▶ _Listing_:
────────────────

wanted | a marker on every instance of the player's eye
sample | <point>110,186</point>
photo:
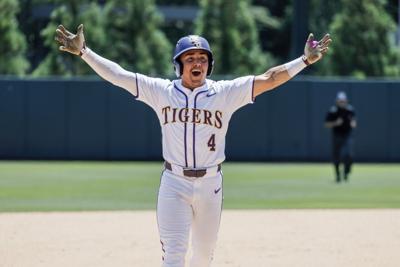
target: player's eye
<point>189,60</point>
<point>203,60</point>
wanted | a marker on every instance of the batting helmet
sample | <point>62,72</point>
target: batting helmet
<point>191,42</point>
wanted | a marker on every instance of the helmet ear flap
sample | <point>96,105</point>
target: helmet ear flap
<point>178,68</point>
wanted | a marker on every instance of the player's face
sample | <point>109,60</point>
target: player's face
<point>195,65</point>
<point>341,103</point>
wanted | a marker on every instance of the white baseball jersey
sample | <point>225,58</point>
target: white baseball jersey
<point>194,123</point>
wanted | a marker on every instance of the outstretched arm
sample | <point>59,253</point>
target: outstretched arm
<point>108,70</point>
<point>313,51</point>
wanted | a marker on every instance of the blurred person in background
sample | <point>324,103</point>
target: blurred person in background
<point>341,119</point>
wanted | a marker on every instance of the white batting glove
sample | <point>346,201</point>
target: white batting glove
<point>314,50</point>
<point>72,43</point>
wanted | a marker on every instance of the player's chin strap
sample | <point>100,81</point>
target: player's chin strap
<point>295,66</point>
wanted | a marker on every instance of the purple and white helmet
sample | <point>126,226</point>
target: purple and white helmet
<point>191,42</point>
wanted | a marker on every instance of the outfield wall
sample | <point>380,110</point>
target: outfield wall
<point>92,119</point>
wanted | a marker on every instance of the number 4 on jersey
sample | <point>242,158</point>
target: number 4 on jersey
<point>211,142</point>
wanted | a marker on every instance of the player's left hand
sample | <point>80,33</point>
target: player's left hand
<point>314,50</point>
<point>72,43</point>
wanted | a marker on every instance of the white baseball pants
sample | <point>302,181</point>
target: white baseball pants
<point>184,205</point>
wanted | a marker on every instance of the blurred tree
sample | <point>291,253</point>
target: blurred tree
<point>177,2</point>
<point>12,41</point>
<point>135,37</point>
<point>230,27</point>
<point>71,14</point>
<point>361,40</point>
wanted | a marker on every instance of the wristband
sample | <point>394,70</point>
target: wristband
<point>295,66</point>
<point>83,50</point>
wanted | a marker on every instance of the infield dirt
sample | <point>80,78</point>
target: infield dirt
<point>251,238</point>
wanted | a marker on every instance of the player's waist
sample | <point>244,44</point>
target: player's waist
<point>192,173</point>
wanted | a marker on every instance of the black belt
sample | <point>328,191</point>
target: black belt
<point>197,173</point>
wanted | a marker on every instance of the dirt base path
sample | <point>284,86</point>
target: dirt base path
<point>302,238</point>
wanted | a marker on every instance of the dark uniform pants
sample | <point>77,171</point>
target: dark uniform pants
<point>342,153</point>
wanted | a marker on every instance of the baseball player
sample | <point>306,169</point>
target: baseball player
<point>341,118</point>
<point>194,114</point>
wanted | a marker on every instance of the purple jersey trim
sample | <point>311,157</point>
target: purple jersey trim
<point>137,88</point>
<point>194,130</point>
<point>252,90</point>
<point>185,141</point>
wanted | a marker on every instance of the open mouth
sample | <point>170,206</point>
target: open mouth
<point>196,73</point>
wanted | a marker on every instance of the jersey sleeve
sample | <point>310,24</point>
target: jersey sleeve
<point>149,90</point>
<point>237,92</point>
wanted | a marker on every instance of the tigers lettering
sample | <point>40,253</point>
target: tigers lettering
<point>192,115</point>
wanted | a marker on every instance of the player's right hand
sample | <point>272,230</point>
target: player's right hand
<point>72,43</point>
<point>314,50</point>
<point>338,122</point>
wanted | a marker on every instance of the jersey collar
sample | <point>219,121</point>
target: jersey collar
<point>205,86</point>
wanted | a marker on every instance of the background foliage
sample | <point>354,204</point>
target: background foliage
<point>12,41</point>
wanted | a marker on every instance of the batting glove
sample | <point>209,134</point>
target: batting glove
<point>72,43</point>
<point>314,50</point>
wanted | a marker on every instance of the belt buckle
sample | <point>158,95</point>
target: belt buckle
<point>194,173</point>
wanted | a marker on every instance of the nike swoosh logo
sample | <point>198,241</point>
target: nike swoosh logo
<point>211,94</point>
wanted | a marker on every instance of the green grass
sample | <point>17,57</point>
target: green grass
<point>77,186</point>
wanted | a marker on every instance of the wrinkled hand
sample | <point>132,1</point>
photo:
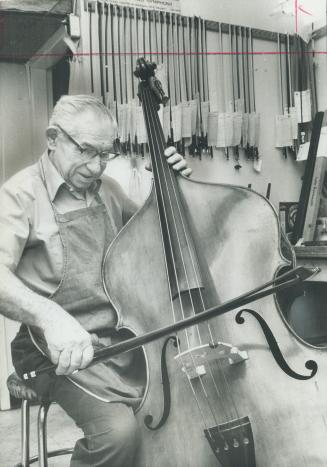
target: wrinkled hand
<point>70,346</point>
<point>177,161</point>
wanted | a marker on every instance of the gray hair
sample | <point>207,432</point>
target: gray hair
<point>69,107</point>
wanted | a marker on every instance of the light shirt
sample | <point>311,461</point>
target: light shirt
<point>30,243</point>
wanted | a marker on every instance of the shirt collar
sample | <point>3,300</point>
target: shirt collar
<point>55,181</point>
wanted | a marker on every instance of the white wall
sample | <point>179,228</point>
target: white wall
<point>21,142</point>
<point>321,72</point>
<point>284,175</point>
<point>273,15</point>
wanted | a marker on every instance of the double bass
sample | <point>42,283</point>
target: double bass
<point>240,390</point>
<point>193,245</point>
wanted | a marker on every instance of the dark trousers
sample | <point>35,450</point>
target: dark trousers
<point>110,429</point>
<point>111,435</point>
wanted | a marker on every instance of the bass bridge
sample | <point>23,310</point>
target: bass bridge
<point>232,443</point>
<point>193,360</point>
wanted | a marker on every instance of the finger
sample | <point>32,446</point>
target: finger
<point>170,151</point>
<point>64,362</point>
<point>87,356</point>
<point>94,339</point>
<point>54,355</point>
<point>174,158</point>
<point>76,358</point>
<point>180,165</point>
<point>187,172</point>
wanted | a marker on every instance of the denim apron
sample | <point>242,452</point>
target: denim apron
<point>85,235</point>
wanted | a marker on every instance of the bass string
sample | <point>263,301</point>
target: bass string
<point>222,372</point>
<point>227,388</point>
<point>215,385</point>
<point>155,167</point>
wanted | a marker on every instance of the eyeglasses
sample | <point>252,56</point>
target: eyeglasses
<point>90,152</point>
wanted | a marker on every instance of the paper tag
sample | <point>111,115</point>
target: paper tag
<point>283,131</point>
<point>194,108</point>
<point>212,128</point>
<point>303,152</point>
<point>245,129</point>
<point>237,128</point>
<point>161,75</point>
<point>176,114</point>
<point>257,165</point>
<point>294,122</point>
<point>186,120</point>
<point>122,122</point>
<point>239,105</point>
<point>302,102</point>
<point>205,114</point>
<point>133,107</point>
<point>257,120</point>
<point>322,146</point>
<point>229,129</point>
<point>166,122</point>
<point>221,131</point>
<point>252,128</point>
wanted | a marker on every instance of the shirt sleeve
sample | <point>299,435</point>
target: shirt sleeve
<point>14,225</point>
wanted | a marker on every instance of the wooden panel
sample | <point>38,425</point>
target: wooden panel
<point>24,117</point>
<point>46,6</point>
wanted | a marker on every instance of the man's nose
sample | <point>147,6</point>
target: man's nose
<point>95,164</point>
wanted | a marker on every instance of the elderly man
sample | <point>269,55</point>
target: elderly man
<point>57,219</point>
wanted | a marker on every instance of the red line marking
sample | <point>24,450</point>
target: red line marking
<point>96,54</point>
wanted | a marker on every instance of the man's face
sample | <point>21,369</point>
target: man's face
<point>89,130</point>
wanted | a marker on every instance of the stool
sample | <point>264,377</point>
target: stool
<point>18,389</point>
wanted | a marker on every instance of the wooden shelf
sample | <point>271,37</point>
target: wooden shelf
<point>312,251</point>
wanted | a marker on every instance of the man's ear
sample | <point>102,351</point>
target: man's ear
<point>52,134</point>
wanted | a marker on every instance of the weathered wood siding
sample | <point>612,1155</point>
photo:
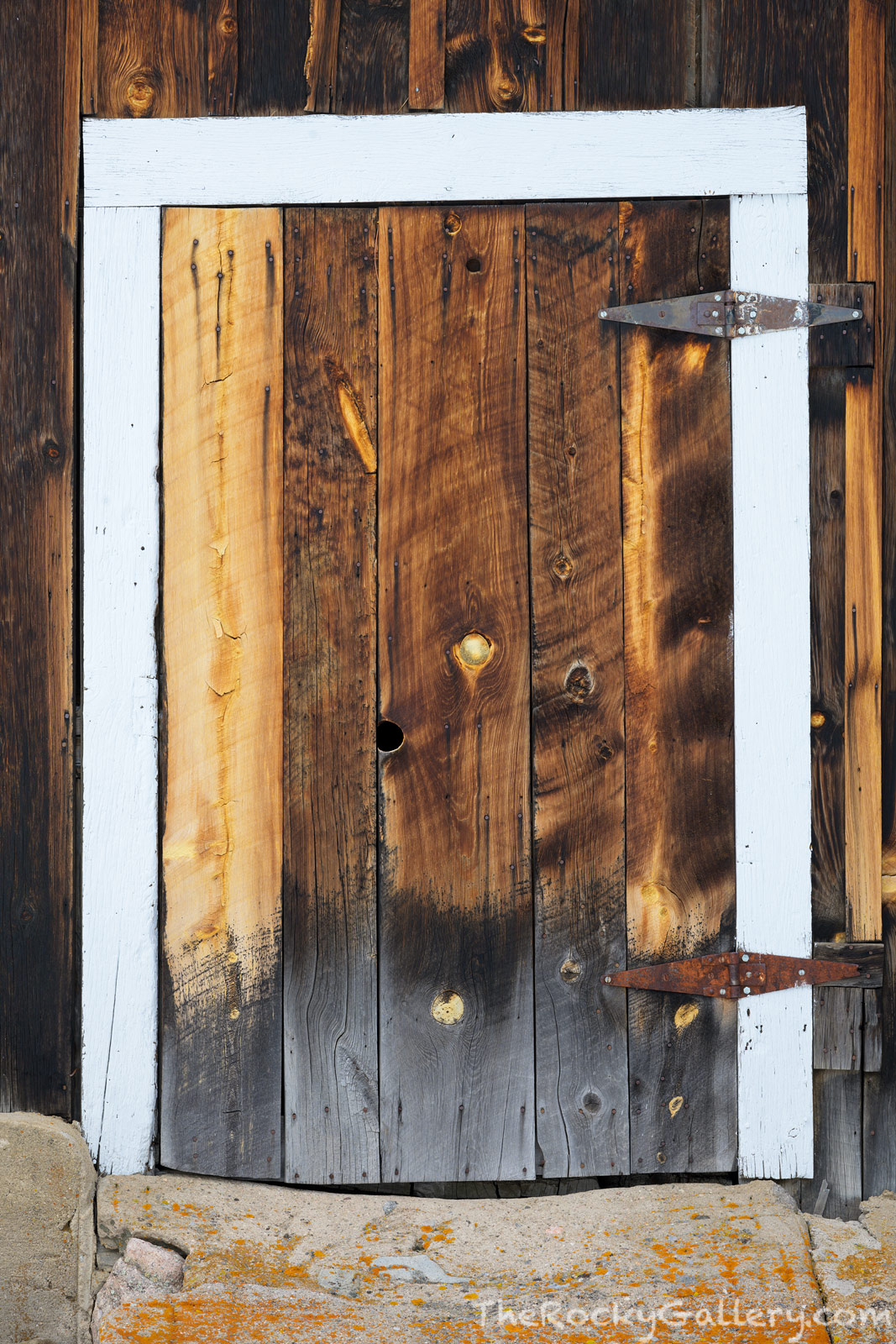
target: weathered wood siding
<point>348,55</point>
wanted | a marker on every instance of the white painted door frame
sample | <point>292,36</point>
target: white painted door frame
<point>134,168</point>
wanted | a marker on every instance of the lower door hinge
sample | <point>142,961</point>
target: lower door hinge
<point>732,974</point>
<point>730,313</point>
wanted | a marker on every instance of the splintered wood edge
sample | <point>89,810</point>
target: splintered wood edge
<point>531,156</point>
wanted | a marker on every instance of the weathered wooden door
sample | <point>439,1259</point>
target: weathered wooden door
<point>448,656</point>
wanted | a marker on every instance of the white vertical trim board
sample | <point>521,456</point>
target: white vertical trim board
<point>121,323</point>
<point>132,168</point>
<point>773,784</point>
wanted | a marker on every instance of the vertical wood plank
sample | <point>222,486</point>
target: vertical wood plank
<point>678,546</point>
<point>39,134</point>
<point>862,488</point>
<point>826,457</point>
<point>773,694</point>
<point>223,57</point>
<point>150,60</point>
<point>634,54</point>
<point>222,622</point>
<point>839,1146</point>
<point>496,55</point>
<point>329,859</point>
<point>456,905</point>
<point>426,74</point>
<point>120,871</point>
<point>372,57</point>
<point>578,690</point>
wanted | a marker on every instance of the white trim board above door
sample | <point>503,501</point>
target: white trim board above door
<point>134,168</point>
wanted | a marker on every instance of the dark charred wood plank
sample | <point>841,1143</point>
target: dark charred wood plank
<point>775,53</point>
<point>222,647</point>
<point>150,60</point>
<point>275,42</point>
<point>372,64</point>
<point>868,956</point>
<point>39,134</point>
<point>496,55</point>
<point>578,691</point>
<point>839,1155</point>
<point>636,54</point>
<point>223,57</point>
<point>679,593</point>
<point>837,1028</point>
<point>456,902</point>
<point>828,464</point>
<point>329,660</point>
<point>851,346</point>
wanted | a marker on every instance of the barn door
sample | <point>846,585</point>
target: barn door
<point>448,655</point>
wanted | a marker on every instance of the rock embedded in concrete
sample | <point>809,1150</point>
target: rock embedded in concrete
<point>46,1231</point>
<point>856,1268</point>
<point>597,1265</point>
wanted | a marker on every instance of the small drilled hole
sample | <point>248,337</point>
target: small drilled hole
<point>389,736</point>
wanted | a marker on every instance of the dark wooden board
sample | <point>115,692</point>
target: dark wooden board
<point>578,690</point>
<point>456,904</point>
<point>372,58</point>
<point>839,1151</point>
<point>636,54</point>
<point>495,58</point>
<point>679,595</point>
<point>39,134</point>
<point>150,60</point>
<point>837,1028</point>
<point>329,664</point>
<point>775,53</point>
<point>826,465</point>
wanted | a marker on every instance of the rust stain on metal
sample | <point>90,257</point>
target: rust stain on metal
<point>732,974</point>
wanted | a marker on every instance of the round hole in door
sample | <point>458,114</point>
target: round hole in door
<point>389,736</point>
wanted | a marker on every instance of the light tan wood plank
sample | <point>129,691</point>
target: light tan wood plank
<point>222,601</point>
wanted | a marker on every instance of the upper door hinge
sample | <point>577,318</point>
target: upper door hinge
<point>730,313</point>
<point>732,974</point>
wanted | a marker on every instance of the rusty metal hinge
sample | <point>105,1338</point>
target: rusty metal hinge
<point>732,974</point>
<point>730,313</point>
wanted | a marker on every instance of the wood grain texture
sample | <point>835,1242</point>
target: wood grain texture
<point>456,904</point>
<point>636,54</point>
<point>678,546</point>
<point>120,564</point>
<point>496,55</point>
<point>839,1149</point>
<point>329,850</point>
<point>223,57</point>
<point>837,1028</point>
<point>826,421</point>
<point>578,690</point>
<point>222,622</point>
<point>372,58</point>
<point>39,58</point>
<point>426,73</point>
<point>888,448</point>
<point>775,53</point>
<point>862,486</point>
<point>150,60</point>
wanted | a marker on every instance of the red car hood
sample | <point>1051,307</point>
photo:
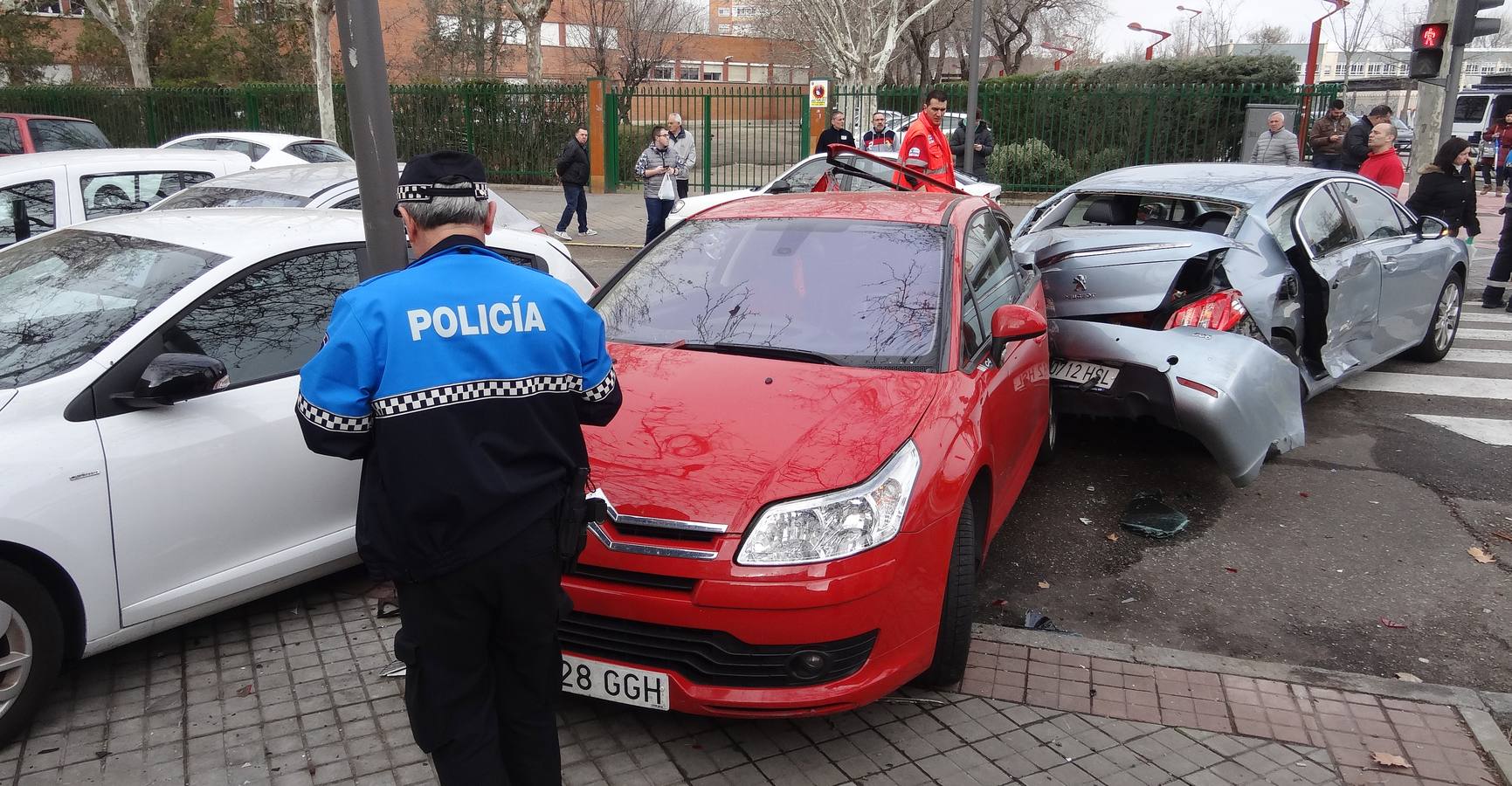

────────────────

▶ _Do this_: Please reproduce the listing word for word, from its first line up to and including the line with "<point>194,123</point>", and leave the pictures out.

▶ _The output_:
wanted | a marker on every instance of the player's eye
sample | <point>110,186</point>
photo:
target: player's eye
<point>189,60</point>
<point>203,60</point>
wanted | a marker on every instance of the batting helmet
sample | <point>62,72</point>
target: batting helmet
<point>191,42</point>
wanted | a marker on every instance of the helmet ear flap
sample | <point>96,105</point>
target: helmet ear flap
<point>178,68</point>
wanted | a marker on every instance of the player's face
sample | <point>109,60</point>
target: player's face
<point>195,65</point>
<point>341,103</point>
wanted | a marker on every instance of the white baseball jersey
sample | <point>225,58</point>
target: white baseball jersey
<point>194,123</point>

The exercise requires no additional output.